- **Exercise aim**:
Write out, exactly as they appear, only the lines running from the line with "The function indicates a point for each instance of the king" to the final line of the listing; include both.
++++++
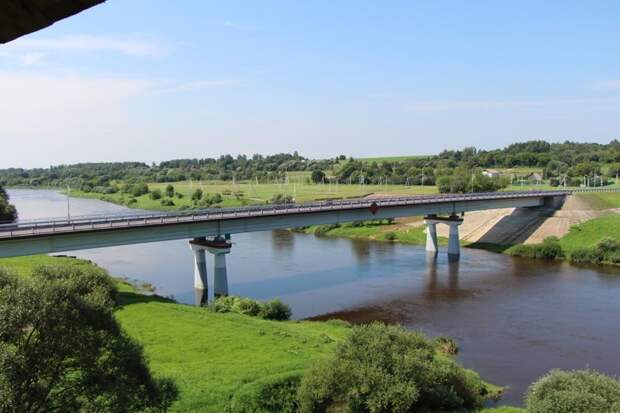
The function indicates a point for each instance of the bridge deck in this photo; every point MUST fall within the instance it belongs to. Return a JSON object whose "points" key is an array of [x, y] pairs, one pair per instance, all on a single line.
{"points": [[95, 223]]}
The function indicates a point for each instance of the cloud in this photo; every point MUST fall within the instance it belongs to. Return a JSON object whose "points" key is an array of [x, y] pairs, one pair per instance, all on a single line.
{"points": [[486, 105], [126, 45], [610, 84], [196, 85], [233, 25]]}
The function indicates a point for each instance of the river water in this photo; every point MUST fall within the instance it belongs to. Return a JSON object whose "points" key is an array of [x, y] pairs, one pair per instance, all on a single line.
{"points": [[514, 319]]}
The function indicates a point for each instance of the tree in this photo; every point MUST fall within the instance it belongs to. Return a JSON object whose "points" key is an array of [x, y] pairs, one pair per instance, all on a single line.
{"points": [[317, 176], [61, 349], [380, 369]]}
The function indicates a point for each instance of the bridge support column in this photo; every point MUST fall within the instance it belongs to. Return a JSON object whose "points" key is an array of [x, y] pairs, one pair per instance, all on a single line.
{"points": [[454, 247], [220, 274], [200, 267], [431, 235]]}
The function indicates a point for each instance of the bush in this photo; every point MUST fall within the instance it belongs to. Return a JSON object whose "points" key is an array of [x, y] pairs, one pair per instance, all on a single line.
{"points": [[382, 368], [581, 255], [275, 310], [580, 391], [270, 310], [446, 345], [549, 249], [281, 199], [277, 393], [324, 229]]}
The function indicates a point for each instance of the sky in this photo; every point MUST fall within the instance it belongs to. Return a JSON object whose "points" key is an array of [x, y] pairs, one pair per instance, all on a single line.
{"points": [[151, 80]]}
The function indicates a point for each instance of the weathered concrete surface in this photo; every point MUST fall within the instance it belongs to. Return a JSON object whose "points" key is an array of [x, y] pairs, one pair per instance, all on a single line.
{"points": [[524, 225]]}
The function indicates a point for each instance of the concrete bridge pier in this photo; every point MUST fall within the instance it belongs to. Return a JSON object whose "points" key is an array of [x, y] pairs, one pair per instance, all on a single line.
{"points": [[200, 266], [219, 247], [454, 246], [431, 235]]}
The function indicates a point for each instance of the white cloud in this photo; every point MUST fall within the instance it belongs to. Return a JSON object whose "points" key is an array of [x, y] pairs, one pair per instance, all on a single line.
{"points": [[610, 84], [233, 25], [127, 45], [195, 85]]}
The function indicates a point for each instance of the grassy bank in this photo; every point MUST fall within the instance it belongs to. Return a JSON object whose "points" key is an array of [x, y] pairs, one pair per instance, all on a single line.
{"points": [[241, 194], [211, 356]]}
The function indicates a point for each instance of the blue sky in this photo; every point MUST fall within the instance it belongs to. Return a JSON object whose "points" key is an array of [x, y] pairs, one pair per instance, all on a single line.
{"points": [[154, 80]]}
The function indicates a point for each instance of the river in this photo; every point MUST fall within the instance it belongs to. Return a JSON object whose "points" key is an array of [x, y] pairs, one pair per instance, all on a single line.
{"points": [[514, 319]]}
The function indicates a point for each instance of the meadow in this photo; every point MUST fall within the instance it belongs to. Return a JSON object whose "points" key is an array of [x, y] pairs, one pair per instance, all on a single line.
{"points": [[212, 356]]}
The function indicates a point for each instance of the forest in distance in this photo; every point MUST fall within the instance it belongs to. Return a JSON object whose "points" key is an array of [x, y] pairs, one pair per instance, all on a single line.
{"points": [[568, 164]]}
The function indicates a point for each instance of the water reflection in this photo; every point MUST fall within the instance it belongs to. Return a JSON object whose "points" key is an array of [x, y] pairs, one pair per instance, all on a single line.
{"points": [[514, 319]]}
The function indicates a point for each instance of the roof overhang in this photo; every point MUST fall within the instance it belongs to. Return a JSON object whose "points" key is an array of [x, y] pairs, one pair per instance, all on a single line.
{"points": [[20, 17]]}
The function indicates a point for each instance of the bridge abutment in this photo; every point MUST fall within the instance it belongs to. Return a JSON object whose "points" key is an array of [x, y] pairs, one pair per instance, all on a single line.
{"points": [[454, 246], [200, 267], [220, 273], [431, 236]]}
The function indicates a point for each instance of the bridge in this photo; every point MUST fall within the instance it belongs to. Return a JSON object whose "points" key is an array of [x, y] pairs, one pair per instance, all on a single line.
{"points": [[210, 229]]}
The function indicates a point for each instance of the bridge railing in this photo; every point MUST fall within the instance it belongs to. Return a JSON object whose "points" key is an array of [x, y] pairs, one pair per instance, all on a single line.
{"points": [[64, 224]]}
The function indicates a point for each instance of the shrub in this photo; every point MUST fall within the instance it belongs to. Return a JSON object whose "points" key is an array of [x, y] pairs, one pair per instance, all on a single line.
{"points": [[549, 249], [277, 393], [275, 310], [270, 310], [581, 255], [324, 229], [446, 345], [382, 368], [580, 391], [247, 306]]}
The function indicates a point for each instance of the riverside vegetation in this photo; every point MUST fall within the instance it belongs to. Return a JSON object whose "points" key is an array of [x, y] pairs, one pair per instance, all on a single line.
{"points": [[230, 358], [221, 359]]}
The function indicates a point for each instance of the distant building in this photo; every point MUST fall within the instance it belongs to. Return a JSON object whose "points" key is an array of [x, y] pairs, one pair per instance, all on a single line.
{"points": [[491, 173], [536, 177]]}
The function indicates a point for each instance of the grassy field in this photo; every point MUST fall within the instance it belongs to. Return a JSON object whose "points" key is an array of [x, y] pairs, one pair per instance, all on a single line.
{"points": [[601, 200], [252, 194], [590, 232], [211, 356]]}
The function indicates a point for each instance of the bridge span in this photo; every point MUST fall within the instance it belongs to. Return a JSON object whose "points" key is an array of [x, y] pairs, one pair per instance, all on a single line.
{"points": [[210, 229]]}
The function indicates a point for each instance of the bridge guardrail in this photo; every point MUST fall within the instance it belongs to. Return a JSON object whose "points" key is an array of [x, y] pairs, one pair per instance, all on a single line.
{"points": [[102, 221]]}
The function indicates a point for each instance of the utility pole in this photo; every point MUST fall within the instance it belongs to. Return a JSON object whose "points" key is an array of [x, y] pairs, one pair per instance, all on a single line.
{"points": [[68, 203]]}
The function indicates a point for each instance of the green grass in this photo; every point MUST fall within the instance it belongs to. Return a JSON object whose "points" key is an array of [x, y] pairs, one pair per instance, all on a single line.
{"points": [[256, 194], [209, 355], [589, 233], [601, 200]]}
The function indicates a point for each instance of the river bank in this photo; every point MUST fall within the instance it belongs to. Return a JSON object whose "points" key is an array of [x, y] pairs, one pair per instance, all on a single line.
{"points": [[213, 357], [514, 319]]}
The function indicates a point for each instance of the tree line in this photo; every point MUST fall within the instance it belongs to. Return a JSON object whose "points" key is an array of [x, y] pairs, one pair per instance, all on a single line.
{"points": [[569, 163]]}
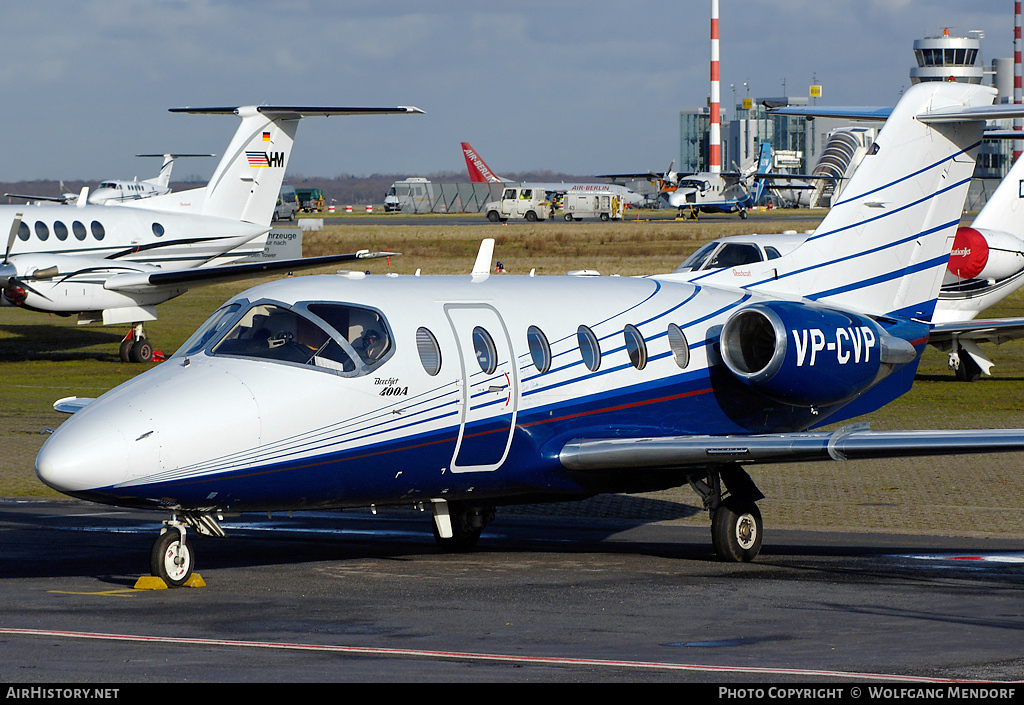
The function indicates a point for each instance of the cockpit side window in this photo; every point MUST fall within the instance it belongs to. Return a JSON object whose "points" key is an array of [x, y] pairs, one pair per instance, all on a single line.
{"points": [[271, 332], [364, 329], [734, 255], [696, 260]]}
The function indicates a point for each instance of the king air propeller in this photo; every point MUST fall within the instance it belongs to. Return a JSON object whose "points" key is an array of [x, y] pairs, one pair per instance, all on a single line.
{"points": [[14, 290]]}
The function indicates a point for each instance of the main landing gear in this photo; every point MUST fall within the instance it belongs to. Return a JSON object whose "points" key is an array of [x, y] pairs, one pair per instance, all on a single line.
++++++
- **Solution for this task**:
The function indicates a point for each instance of the king air propeller in this photo; every point MUST fall within the instance it belongs to. Return a JSON object whose "points" key is an array of [x, y] pairs, one pair per instance, all on a single line.
{"points": [[14, 290]]}
The function indicates a point for each instance of the main landing gear in this photo; every point MUST fall within the instance it belongs to. Return a JSON object whose "points" key is an array of [x, y] pairs, one pair per instance, all on a single line.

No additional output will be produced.